**Given exercise**
Count the lines in the rows below that contain the string "island", treating uppercase and lowercase as different, and reply with only that number.

**Data shown**
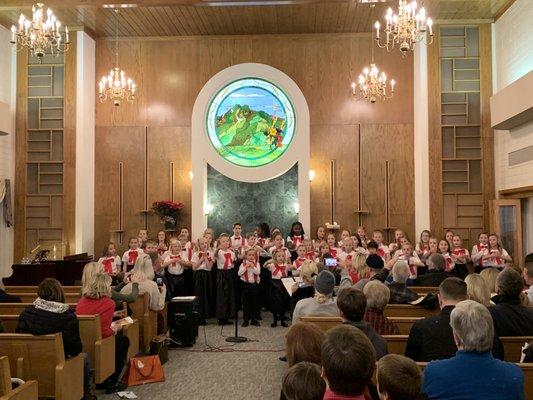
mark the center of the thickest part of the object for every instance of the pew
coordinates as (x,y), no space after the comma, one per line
(42,358)
(27,391)
(147,320)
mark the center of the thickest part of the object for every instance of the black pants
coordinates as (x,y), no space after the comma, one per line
(250,301)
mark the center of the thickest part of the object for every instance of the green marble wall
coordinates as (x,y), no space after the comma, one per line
(252,203)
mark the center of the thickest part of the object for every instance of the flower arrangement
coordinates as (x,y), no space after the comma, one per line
(169,212)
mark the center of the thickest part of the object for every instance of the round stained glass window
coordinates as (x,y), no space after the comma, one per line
(250,122)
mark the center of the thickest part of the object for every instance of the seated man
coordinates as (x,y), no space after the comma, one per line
(348,363)
(510,317)
(352,306)
(473,373)
(436,272)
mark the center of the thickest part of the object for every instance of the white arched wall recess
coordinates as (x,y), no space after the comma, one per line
(203,153)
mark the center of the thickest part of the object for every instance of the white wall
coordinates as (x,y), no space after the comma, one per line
(7,143)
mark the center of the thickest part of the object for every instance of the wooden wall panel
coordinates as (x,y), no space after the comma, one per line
(115,145)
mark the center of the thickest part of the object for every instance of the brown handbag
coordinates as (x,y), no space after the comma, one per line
(143,370)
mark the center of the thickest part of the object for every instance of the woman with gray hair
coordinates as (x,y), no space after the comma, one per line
(473,373)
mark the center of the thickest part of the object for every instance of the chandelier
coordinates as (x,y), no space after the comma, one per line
(116,85)
(41,34)
(406,28)
(372,83)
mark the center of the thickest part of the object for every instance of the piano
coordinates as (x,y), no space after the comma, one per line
(67,271)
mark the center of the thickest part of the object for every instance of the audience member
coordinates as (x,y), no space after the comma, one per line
(510,317)
(436,273)
(96,300)
(399,292)
(348,363)
(398,378)
(377,297)
(352,306)
(49,314)
(323,302)
(477,290)
(303,381)
(473,373)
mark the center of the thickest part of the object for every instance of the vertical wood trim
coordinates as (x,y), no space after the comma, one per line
(69,150)
(487,133)
(21,156)
(435,133)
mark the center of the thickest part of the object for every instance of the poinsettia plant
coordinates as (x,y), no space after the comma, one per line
(168,211)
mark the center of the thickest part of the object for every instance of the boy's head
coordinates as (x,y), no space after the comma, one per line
(303,381)
(398,378)
(348,360)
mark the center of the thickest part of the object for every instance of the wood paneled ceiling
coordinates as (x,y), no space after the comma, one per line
(238,17)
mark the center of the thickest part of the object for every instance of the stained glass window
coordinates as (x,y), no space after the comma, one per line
(250,122)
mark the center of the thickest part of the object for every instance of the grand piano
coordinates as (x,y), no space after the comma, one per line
(67,271)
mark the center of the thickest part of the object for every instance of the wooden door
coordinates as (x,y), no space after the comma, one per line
(506,222)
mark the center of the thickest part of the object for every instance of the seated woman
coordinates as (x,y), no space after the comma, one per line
(93,268)
(49,314)
(322,303)
(97,300)
(146,285)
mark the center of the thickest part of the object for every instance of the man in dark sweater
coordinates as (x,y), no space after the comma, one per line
(510,317)
(432,338)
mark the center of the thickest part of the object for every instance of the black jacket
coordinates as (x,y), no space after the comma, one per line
(432,339)
(431,278)
(41,322)
(511,318)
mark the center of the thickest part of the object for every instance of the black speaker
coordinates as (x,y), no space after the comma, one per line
(183,321)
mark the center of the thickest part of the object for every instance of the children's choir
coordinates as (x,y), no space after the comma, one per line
(248,269)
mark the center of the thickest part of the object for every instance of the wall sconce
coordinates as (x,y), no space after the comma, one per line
(207,209)
(296,207)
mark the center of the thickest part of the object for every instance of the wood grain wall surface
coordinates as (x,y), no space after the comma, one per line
(170,72)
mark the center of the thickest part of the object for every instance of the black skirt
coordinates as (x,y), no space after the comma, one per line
(203,289)
(225,300)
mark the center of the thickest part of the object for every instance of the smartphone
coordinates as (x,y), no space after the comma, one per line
(330,262)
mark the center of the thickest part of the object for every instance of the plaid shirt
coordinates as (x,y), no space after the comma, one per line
(380,323)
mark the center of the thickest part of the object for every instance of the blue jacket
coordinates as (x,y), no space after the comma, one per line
(473,376)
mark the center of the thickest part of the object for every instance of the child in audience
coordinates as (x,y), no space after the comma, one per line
(303,381)
(202,262)
(460,257)
(495,255)
(320,237)
(249,271)
(162,242)
(131,255)
(479,250)
(444,249)
(225,287)
(398,378)
(175,265)
(237,240)
(109,260)
(280,298)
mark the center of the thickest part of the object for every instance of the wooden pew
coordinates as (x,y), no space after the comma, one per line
(147,320)
(42,358)
(27,391)
(101,351)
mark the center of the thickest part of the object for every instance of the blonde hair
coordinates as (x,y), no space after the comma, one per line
(308,270)
(477,290)
(489,276)
(98,286)
(89,272)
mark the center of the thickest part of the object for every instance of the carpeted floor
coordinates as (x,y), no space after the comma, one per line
(240,371)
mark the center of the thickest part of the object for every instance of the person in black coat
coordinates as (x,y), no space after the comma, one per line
(48,315)
(432,337)
(510,317)
(435,274)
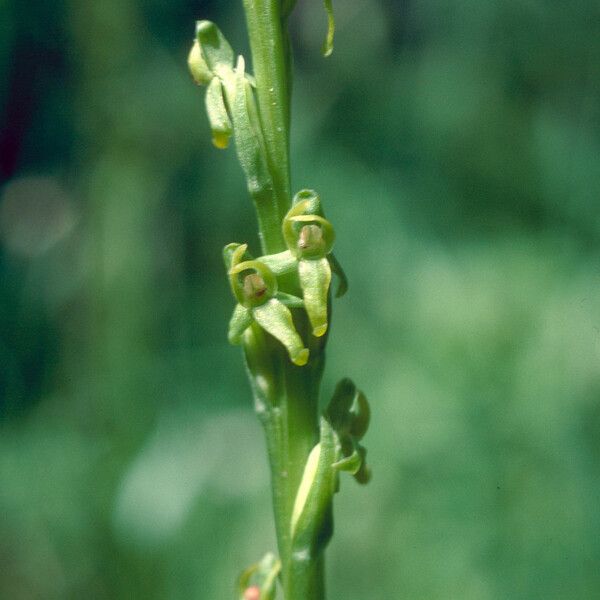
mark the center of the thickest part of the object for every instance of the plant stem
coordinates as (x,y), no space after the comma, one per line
(286,395)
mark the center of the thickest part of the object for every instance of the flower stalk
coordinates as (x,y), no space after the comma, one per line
(283,311)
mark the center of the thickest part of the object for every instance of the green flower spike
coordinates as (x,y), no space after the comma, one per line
(310,237)
(255,288)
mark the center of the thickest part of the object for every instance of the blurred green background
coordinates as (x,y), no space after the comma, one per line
(456,145)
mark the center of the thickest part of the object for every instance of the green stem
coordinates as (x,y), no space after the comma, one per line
(286,395)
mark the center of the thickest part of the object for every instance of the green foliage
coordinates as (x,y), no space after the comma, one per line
(467,182)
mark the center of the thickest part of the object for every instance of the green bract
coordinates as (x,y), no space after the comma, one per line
(277,328)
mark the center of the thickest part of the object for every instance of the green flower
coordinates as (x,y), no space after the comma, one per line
(309,237)
(255,288)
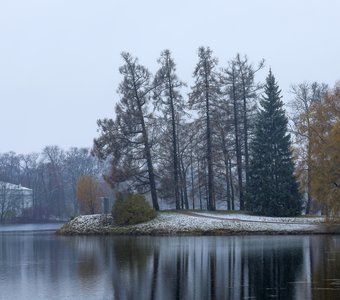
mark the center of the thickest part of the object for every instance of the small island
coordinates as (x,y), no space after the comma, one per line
(199,223)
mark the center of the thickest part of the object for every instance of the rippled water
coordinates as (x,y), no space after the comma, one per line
(41,265)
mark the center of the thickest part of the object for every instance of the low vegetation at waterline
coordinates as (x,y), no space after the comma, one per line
(199,223)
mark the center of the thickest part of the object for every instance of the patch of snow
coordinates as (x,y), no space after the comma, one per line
(192,223)
(244,217)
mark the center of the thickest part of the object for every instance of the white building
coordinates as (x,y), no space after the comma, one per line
(14,200)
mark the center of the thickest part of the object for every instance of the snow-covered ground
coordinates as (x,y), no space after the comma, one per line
(244,217)
(195,223)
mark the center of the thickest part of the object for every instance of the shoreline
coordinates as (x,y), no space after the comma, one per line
(199,223)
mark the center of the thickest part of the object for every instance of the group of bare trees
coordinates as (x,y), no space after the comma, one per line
(52,175)
(190,150)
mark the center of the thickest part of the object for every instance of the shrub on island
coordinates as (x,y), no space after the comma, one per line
(132,209)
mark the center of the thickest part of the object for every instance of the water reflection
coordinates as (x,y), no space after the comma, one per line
(45,266)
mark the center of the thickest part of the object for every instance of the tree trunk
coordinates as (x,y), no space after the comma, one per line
(238,149)
(211,195)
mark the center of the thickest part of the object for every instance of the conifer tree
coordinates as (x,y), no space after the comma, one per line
(203,98)
(272,188)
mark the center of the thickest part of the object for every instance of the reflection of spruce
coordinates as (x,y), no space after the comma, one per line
(272,272)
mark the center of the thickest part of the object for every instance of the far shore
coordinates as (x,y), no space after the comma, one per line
(199,223)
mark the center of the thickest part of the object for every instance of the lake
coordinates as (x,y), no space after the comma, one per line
(37,264)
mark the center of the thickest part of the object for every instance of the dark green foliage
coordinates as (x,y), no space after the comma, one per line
(132,209)
(272,188)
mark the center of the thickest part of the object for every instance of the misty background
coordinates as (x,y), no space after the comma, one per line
(59,59)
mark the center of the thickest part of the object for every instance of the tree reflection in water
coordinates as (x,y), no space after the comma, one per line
(205,267)
(46,266)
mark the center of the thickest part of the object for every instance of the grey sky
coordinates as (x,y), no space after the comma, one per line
(59,59)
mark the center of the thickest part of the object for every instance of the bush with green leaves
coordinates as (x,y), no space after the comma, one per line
(132,209)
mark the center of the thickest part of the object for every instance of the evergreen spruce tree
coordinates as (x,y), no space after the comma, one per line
(272,188)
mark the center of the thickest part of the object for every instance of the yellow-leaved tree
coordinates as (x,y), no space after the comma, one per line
(88,195)
(325,137)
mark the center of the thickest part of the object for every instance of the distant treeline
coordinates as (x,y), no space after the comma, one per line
(52,175)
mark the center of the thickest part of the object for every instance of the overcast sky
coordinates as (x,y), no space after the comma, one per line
(59,59)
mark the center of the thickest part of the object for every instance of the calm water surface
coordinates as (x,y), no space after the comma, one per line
(37,264)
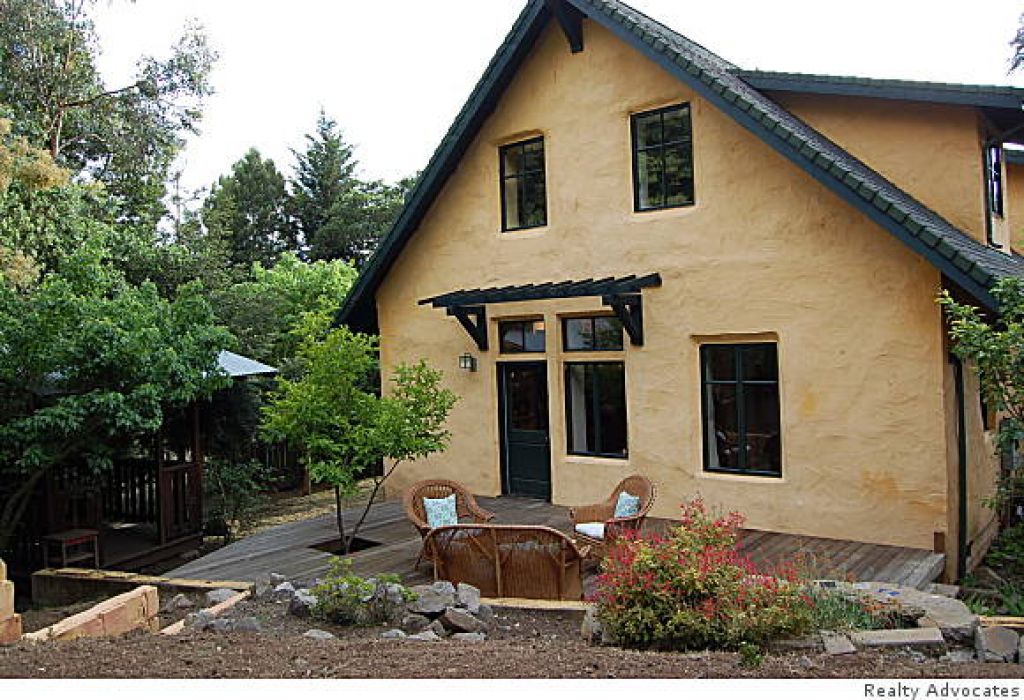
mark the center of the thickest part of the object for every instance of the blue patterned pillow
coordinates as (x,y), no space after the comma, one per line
(627,506)
(440,512)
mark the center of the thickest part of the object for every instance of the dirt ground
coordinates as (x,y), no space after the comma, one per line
(521,645)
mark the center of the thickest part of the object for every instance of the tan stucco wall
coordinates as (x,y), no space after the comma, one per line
(931,150)
(766,251)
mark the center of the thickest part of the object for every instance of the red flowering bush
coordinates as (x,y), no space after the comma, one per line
(693,589)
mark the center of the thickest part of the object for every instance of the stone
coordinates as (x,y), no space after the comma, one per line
(996,645)
(469,637)
(838,645)
(302,604)
(460,620)
(219,596)
(468,597)
(249,624)
(425,636)
(921,637)
(413,623)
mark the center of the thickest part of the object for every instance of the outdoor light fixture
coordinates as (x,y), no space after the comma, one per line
(467,362)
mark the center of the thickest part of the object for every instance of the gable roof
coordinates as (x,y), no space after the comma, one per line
(969,263)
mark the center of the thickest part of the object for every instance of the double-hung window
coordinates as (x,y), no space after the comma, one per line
(741,426)
(524,197)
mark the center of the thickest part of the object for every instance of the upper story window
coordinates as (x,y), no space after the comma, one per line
(524,198)
(741,427)
(592,333)
(521,336)
(993,179)
(663,159)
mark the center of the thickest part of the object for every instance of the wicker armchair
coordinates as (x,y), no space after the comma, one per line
(509,561)
(466,507)
(603,513)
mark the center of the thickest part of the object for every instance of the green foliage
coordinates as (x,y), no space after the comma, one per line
(995,347)
(692,589)
(232,495)
(344,598)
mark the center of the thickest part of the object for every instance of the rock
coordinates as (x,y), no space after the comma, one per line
(219,596)
(302,604)
(460,621)
(469,637)
(425,636)
(179,602)
(468,597)
(248,624)
(996,645)
(838,645)
(413,623)
(922,637)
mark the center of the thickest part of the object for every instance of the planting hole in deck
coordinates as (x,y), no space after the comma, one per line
(334,545)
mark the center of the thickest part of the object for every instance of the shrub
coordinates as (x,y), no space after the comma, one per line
(693,589)
(344,598)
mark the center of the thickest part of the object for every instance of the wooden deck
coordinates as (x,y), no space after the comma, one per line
(289,550)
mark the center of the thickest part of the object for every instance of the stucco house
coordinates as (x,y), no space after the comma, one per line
(630,255)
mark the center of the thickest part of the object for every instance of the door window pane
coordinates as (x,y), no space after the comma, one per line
(595,399)
(741,424)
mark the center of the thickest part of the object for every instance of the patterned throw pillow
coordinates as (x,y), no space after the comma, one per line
(440,512)
(627,506)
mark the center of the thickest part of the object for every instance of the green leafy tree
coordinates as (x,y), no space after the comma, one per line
(248,211)
(343,428)
(994,345)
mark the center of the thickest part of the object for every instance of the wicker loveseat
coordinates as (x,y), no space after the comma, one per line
(509,561)
(596,525)
(466,507)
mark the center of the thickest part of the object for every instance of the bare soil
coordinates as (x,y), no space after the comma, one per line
(523,644)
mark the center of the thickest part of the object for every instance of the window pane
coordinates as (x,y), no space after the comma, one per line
(720,362)
(678,175)
(722,426)
(611,408)
(649,169)
(532,158)
(648,129)
(677,125)
(534,201)
(579,334)
(761,417)
(535,336)
(760,362)
(607,334)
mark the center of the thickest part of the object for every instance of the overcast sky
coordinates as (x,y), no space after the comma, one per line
(394,73)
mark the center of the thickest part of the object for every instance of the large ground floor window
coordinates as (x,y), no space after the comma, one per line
(741,427)
(595,406)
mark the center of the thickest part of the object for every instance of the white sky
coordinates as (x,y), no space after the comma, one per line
(394,73)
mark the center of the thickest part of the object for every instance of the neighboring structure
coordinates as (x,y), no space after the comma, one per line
(649,260)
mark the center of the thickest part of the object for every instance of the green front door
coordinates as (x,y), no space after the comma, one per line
(522,395)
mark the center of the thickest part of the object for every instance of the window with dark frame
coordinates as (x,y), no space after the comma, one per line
(663,159)
(595,409)
(521,336)
(592,334)
(524,199)
(740,408)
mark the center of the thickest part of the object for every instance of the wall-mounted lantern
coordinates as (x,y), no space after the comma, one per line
(467,362)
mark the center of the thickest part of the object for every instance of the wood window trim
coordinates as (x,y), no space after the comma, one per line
(635,156)
(595,403)
(738,382)
(520,178)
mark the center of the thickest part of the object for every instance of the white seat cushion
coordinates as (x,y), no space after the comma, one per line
(595,530)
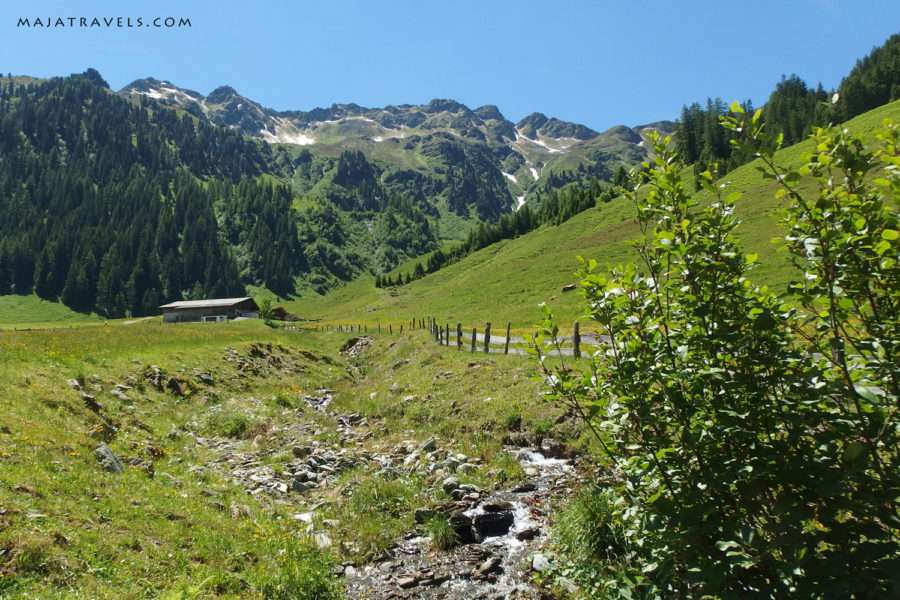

**Answer below**
2